• Dataset records

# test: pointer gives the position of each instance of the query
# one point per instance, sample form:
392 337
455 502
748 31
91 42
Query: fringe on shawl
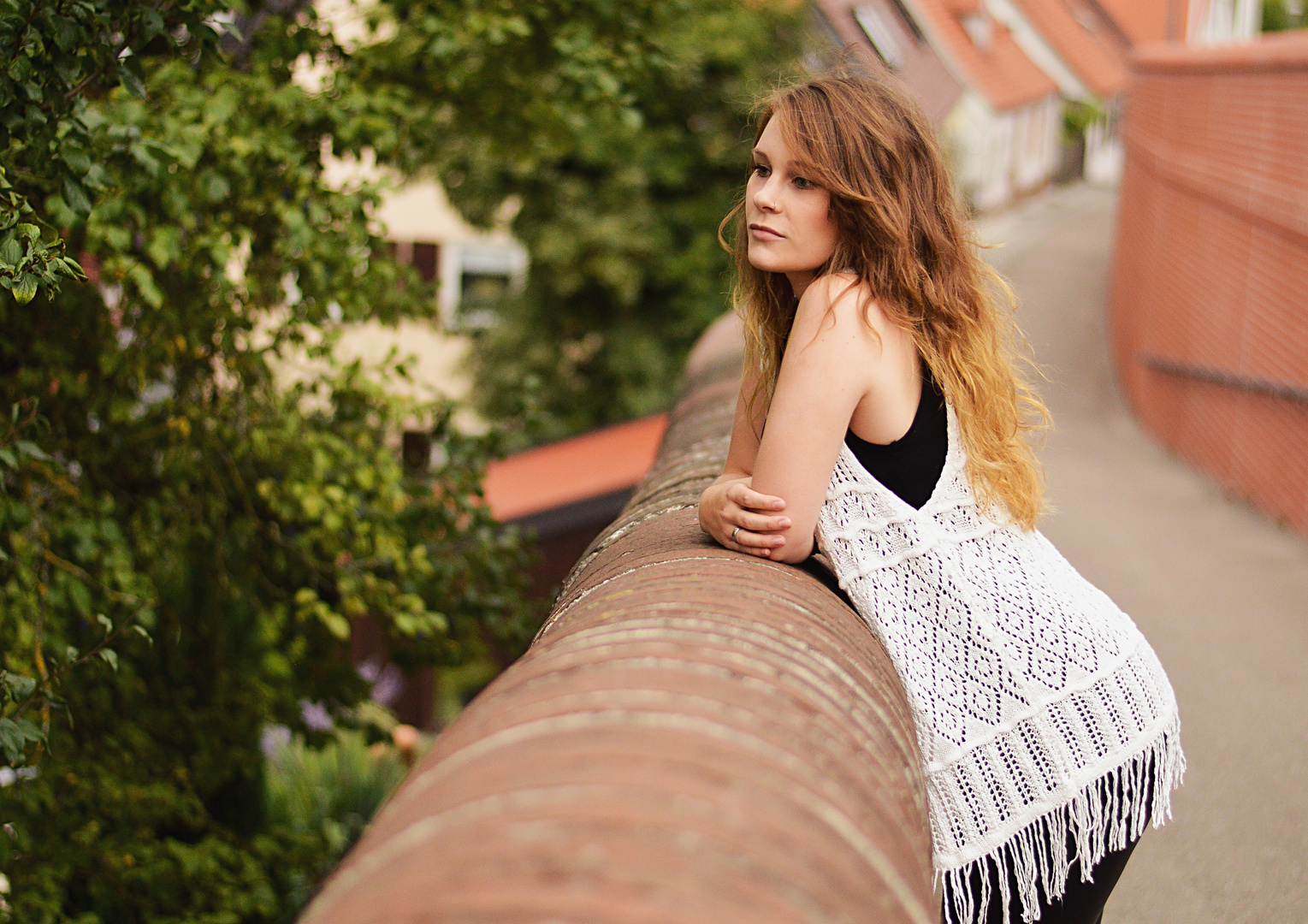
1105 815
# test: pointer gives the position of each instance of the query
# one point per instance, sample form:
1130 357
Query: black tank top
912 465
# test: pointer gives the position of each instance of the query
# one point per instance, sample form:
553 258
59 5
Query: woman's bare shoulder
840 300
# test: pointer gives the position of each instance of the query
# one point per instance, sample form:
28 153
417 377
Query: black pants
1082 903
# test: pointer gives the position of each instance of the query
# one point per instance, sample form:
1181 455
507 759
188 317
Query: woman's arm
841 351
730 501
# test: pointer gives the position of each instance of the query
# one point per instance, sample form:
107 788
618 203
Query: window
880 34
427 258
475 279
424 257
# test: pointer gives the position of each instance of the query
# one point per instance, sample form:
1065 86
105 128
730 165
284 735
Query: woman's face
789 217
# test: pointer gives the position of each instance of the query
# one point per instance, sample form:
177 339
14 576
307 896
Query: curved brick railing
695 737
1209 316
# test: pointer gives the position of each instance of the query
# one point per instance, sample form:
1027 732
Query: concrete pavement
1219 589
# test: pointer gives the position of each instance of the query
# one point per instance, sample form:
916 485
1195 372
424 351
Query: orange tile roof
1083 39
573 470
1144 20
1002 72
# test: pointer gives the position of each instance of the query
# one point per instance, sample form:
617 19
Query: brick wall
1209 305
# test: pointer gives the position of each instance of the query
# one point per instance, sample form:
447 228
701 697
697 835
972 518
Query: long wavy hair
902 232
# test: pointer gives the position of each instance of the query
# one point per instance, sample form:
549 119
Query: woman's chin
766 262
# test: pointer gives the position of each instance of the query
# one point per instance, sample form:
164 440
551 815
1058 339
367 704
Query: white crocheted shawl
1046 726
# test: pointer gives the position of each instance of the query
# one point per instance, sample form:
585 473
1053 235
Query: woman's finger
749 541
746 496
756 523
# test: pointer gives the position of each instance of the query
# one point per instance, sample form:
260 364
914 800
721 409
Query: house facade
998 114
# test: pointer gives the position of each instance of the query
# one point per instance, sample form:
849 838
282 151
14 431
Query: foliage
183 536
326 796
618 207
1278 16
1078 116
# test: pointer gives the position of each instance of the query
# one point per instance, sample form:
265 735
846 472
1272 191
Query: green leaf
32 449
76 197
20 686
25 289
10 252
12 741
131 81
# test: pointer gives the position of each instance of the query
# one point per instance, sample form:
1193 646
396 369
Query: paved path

• Problem statement
Go through the material above and print all of it exactly, except the pictures.

• Answer to this problem
# test: pointer gives the position of each instance of the query
# one point per instance, sample form:
392 337
455 502
748 31
91 42
Query: fringe on shawl
1105 815
# test: pointer gives the position of each instance of the query
# one point per instance, sample form:
1130 357
Query: black tank top
912 465
# test: pointer gives the position of each instance of the query
# one point per instance, sample form:
553 258
59 5
Query: woman's bare shoulder
840 300
# test: pointer gives the position of each instance of the query
# one point per instance, sample form:
28 153
417 377
Query: black pants
1082 903
# test: pointer gives the position of each instance of the query
# one point per instance, sample form:
1181 455
507 759
188 317
Query: woman's arm
841 351
730 501
# test: pointer gives the position of each instance of the query
# one point per instance, sample form:
107 788
618 203
Query: window
880 34
427 258
475 279
424 257
# test: pointer gives the position of each instance of the query
# one point per instance, sample form:
1065 86
105 128
730 165
284 735
Query: woman's face
789 217
# test: pointer gives the position of each instance of the query
# one point per instance, sample form:
177 339
14 576
307 896
Query: curved brick railing
695 737
1209 316
# test: pointer gives the position of each instance of the query
# one point per instance, sample form:
1027 732
Query: concrete pavement
1219 589
# test: pointer gives the position of each instance of the query
# one point per instance, sample form:
916 485
1195 372
424 351
Query: orange tile roof
1083 39
573 470
1144 20
1002 72
# test: pointer gives the position of each instance of the query
# one point per instance, sample form:
617 19
Query: brick wall
1209 305
# test: pointer gives the position of each instance of the query
# one point per instance, sample form:
447 228
701 697
697 835
972 518
Query: long wavy hair
902 232
# test: pointer gives the position of each instance of the query
# one point per instance, sample form:
549 119
Query: woman's chin
766 262
# test: pointer gives the position of each instance of the query
# one point per instance, sample form:
164 440
551 815
1058 339
367 704
Query: white crocheted shawl
1046 726
# test: pointer gives the position of each instance of the query
# one point per instance, sample form:
585 473
1053 235
Query: woman's finger
749 541
746 496
756 523
# test: pointer gives the position of each instance of the query
# one point per instance, sample form:
260 364
914 800
721 409
Query: house facade
998 114
# test: pointer gives the position of each instance of the query
# one point per instance, sample form:
849 838
282 151
14 431
Query: foliage
183 536
326 796
618 207
1278 16
1078 116
# test: pointer gives the position of each instance of the query
# one point per instance, sample form:
265 735
846 472
1272 191
Query: green leaf
32 449
76 197
20 686
25 289
10 252
12 741
131 81
# test: pointer gives the position of each instance of the query
# one point per instance, sample form:
1193 646
396 369
Query: paved path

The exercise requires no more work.